### Written problem
Reproduce the lines from the one containing "the blue water" up to and including the last line, replacing "innermost point" with "central point" and keeping everything else unchanged.

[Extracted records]
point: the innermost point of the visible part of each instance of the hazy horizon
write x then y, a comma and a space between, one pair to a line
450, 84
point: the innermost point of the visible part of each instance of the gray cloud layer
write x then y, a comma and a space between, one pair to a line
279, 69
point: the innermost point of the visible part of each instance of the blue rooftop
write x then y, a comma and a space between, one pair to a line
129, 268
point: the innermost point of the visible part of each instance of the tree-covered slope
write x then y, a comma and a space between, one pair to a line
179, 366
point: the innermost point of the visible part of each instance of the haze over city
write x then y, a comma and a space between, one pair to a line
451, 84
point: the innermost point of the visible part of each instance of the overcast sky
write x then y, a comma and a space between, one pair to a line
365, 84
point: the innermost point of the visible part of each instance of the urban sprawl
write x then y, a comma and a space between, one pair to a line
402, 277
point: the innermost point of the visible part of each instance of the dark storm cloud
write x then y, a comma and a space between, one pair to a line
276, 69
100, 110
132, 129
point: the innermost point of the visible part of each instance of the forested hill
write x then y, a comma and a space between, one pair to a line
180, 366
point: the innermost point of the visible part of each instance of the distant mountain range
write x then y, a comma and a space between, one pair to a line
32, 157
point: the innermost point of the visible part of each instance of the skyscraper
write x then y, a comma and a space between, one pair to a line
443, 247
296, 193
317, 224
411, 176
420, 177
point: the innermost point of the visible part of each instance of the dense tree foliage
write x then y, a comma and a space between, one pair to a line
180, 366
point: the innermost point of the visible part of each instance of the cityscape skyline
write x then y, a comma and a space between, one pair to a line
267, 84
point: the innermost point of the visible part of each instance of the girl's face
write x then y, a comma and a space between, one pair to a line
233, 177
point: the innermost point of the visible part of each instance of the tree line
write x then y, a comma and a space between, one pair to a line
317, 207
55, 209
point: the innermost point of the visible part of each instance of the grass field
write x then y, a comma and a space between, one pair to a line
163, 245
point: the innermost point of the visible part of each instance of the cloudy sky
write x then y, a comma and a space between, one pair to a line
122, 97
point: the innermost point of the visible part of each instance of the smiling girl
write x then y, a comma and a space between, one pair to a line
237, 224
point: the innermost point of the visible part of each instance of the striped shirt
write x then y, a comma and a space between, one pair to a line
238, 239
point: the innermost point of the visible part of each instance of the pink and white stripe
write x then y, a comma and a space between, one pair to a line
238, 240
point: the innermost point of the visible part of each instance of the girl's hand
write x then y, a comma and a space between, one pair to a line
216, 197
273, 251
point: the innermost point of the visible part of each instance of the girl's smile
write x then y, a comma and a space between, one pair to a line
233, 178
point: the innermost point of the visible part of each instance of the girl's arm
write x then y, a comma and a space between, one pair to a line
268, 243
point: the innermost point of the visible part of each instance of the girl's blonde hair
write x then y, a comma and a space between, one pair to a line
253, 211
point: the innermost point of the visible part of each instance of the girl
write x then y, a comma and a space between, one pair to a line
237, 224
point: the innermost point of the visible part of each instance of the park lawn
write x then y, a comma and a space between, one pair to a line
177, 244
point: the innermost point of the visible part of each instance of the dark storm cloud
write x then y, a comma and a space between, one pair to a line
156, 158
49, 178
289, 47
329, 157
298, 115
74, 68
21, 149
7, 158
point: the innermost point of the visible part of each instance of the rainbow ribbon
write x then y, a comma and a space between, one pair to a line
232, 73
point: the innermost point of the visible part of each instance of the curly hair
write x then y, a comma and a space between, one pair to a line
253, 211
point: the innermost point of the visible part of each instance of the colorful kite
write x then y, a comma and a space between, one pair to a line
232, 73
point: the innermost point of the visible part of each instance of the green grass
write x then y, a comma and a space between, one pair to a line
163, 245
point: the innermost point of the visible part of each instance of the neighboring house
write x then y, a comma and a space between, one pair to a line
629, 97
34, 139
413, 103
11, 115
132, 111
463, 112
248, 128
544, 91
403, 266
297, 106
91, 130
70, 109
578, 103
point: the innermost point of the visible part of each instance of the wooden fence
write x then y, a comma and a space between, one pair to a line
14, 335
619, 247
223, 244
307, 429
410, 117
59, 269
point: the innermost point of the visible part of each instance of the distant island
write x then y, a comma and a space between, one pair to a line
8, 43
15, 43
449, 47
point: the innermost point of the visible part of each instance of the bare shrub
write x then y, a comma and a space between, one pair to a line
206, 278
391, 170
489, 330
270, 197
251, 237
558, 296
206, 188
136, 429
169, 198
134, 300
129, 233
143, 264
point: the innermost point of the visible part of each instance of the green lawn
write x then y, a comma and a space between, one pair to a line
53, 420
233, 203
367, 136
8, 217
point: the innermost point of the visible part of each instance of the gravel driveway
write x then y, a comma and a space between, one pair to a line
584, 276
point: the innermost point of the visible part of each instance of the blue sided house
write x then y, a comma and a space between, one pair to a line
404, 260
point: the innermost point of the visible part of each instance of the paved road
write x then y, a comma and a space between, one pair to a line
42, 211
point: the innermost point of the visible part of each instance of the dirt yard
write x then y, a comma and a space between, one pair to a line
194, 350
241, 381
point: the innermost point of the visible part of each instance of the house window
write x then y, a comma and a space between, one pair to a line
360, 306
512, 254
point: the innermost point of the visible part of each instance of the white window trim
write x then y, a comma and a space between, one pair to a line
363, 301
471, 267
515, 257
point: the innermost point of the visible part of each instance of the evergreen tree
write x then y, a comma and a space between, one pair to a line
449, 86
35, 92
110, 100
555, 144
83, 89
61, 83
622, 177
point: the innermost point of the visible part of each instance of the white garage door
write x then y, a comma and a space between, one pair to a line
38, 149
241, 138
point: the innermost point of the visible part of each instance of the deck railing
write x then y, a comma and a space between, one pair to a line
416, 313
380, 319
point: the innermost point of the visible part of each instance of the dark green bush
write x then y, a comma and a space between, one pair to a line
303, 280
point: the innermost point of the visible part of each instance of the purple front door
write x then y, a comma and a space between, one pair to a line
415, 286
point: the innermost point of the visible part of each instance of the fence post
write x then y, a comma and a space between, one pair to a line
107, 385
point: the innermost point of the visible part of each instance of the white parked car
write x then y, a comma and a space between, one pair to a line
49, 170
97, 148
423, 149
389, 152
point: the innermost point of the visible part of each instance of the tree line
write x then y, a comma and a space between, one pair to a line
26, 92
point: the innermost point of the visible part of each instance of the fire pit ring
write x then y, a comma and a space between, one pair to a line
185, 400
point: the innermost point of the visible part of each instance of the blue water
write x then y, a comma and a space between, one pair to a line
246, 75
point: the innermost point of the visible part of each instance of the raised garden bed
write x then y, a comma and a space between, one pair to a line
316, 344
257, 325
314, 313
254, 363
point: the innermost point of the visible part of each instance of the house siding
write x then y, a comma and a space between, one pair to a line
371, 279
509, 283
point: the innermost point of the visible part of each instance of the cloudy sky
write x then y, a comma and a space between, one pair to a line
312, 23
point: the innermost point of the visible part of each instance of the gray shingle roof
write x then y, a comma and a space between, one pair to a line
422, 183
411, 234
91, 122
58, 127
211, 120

### Reply to the task
point: the central point of the visible part of each instance of the blue water
write x then y, a comma and a space between, one pair to a line
246, 75
point: the central point of the visible part of each instance of the raised garden bed
write x then y, a comma and a space between, one pair to a line
316, 344
257, 325
314, 313
254, 363
point: the central point of the visible part of each instance of the house siding
write x then y, a comma and a space between, one pair to a line
371, 279
509, 283
point: the central point of the visible part of each instance of the cloudy sky
write x then y, a comma and a space between, one pair to a line
312, 23
point: the central point of the visible part of each instance of the gray shingle roof
write x then y, a comma and a space between, one pair to a line
422, 183
411, 234
91, 122
58, 127
211, 120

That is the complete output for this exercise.